- Task to carry out: Each record below should be returned exactly, with its pictures left out.
** Opening Supplied information block **
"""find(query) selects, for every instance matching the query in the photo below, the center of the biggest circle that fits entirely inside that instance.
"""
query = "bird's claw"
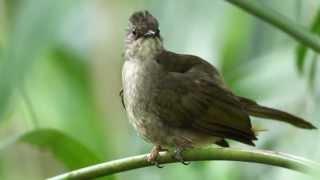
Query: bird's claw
(152, 158)
(177, 155)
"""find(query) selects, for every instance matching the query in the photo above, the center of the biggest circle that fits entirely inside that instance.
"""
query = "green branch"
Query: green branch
(229, 154)
(301, 34)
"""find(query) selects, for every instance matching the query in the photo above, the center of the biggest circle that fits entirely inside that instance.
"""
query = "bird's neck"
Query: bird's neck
(143, 49)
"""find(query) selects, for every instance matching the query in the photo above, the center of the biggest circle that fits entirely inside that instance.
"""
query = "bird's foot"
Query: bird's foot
(178, 156)
(153, 156)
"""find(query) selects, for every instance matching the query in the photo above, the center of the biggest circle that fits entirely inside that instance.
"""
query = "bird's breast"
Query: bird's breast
(139, 88)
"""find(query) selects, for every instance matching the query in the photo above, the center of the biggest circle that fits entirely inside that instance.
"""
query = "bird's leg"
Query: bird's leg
(152, 158)
(121, 96)
(178, 156)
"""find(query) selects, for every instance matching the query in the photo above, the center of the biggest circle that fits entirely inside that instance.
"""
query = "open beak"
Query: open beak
(150, 33)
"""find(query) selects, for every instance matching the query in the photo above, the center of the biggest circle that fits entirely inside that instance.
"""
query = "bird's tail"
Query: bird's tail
(257, 110)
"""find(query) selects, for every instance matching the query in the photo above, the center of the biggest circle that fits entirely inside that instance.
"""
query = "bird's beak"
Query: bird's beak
(150, 33)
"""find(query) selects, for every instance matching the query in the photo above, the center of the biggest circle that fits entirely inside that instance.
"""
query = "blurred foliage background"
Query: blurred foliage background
(60, 69)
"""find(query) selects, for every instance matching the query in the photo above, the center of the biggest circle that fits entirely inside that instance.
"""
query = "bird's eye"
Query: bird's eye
(134, 31)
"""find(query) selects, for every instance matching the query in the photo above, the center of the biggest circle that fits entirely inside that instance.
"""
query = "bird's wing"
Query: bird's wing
(200, 101)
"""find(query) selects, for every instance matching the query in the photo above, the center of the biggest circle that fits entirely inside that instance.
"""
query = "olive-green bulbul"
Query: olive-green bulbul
(180, 101)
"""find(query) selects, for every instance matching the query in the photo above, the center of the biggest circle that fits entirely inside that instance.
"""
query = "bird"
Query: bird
(180, 101)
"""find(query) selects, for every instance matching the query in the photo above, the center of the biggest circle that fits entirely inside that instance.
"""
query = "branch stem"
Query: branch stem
(227, 154)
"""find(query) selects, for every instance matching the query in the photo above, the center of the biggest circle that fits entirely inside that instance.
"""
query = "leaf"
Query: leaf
(313, 72)
(66, 149)
(33, 28)
(301, 51)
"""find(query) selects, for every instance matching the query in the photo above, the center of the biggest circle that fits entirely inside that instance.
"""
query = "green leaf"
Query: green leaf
(66, 149)
(33, 28)
(301, 51)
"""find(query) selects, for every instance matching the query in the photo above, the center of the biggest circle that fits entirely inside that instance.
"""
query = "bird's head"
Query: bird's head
(143, 36)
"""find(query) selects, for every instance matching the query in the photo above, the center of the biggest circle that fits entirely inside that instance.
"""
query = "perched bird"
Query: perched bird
(180, 101)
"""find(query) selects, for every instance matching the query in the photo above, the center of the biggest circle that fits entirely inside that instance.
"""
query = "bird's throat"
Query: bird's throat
(143, 49)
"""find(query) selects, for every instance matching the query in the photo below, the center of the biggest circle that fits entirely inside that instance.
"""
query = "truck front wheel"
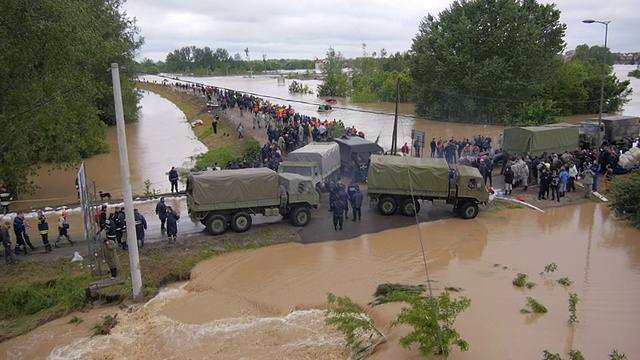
** Closing Supplied information block **
- Problem solution:
"""find(query) selects, for every instance matching the query in the photo below, the center of the biggest circle that fits entirely inside that instance.
"""
query = "bird's claw"
Query: bird's claw
(152, 158)
(177, 155)
"""find(query) selects, for every instance matching the query in the photo above, the center of the biggest circle that fits entirely inside that instance.
"""
query = "green branch"
Query: green branch
(229, 154)
(301, 34)
"""find(query) selects, for every instance matching the query in the photo above, the center of the biggest circle that fits entirely inside that instance.
"""
query = "bird's neck"
Query: bird's neck
(143, 49)
"""find(query) selects, for every instance matching the query in the photo above, the center of the biggest circle that fits entirely inside that instance.
"""
query = "bird's foot"
Query: bird's foot
(178, 156)
(153, 156)
"""find(query) selects, for every instance matching the query in the photo above, the center of the biggest circle that fits entirely inside that instance.
"""
query = "bird's breast"
Query: bird's breast
(139, 88)
"""find(query) selects, for every instance matching the query in the photo above, the center of the biggest circle that fits entirely inside that instance.
"""
query = "bird's leg"
Query: bird's leg
(152, 158)
(121, 96)
(178, 156)
"""find(query) selects, for every instance matching the query in the photo above, the center of the biggest circle that fits entirely inside that instance.
"""
query = "open beak"
Query: open beak
(150, 33)
"""find(query) selects, for every instance matching the query in the photo above, the center of the biggest circle that fits entirely inside that instance.
"""
query = "bird's tail"
Query: bird's tail
(257, 110)
"""find(query) selects, for every instance matching the query in the photo above, the center of the biggest circle that fits entirely inside that instance.
"""
query = "bird's beak"
Query: bird's beak
(150, 33)
"""find(query) selects, for every instance matching the query in the photo above, the center of the biggest circle that fits entirely inside that instance.
"""
query = "blurred foliage background"
Query: blurred foliage background
(60, 69)
"""find(query) selects, for every instance matching the query in the photo above, the center of the biggest circle that fits entirely inside that instance.
"""
query = "bird's eye"
Query: bird's eye
(134, 31)
"""find(query) selects, for every instance matching the query in the photo above, the center of the biggest circle that fits entirely inside that instance.
"""
query = "bird's wing"
Query: bird's wing
(200, 101)
"""find(query) selects, for every instance matching the query in the photo above, the center of the biggest circle that fits entirely inside that instance.
"""
query = "olive-green bulbul"
Query: olive-green bulbul
(180, 101)
"""find(query) selects, for every instance matching the query in the photo above, the center of the biggest circle that fits entirely inside that instance.
"""
query = "bird"
Query: bird
(180, 101)
"""find(query) selects, for every instance matching the query in the photo above, the center of the biggest circle that fits entirely inside that instance.
"""
query = "branch stem"
Query: branch stem
(227, 154)
"""find(query) selects, for every instance matching the query in the photo above, the center of the biggest circle that fits entirely inside that instance.
"""
query = "leaf"
Query: leaf
(313, 72)
(66, 149)
(33, 28)
(301, 51)
"""find(query) selects, for every instance matching the query in the photo above, the center of the biggest circle that fits entirely inside that instance.
"""
query = "green leaf"
Query: green leaf
(66, 149)
(33, 28)
(301, 51)
"""find(query) selects, for every instance matching the query in the photo above, the center of the biggest circle that fits entirely inside that instance.
"""
query = "bird's head"
Query: bird's head
(143, 36)
"""find(query) selects, for every instance matching the query in the photo above, the center of the biggest circle that fits entirely inside that instance.
"""
query = "perched bird"
Query: perched bird
(180, 101)
"""find(query) selects, for every instance matching the query in the photo above, the center of the biggest circle that fits entirely inside that instance.
"""
query = "bird's throat"
Query: bird's throat
(143, 49)
"""find(query) selects, for every instance matching the query in the photo below, the center of the biggest circle that fits entirely inside that instance.
"""
query = "truck front wheel"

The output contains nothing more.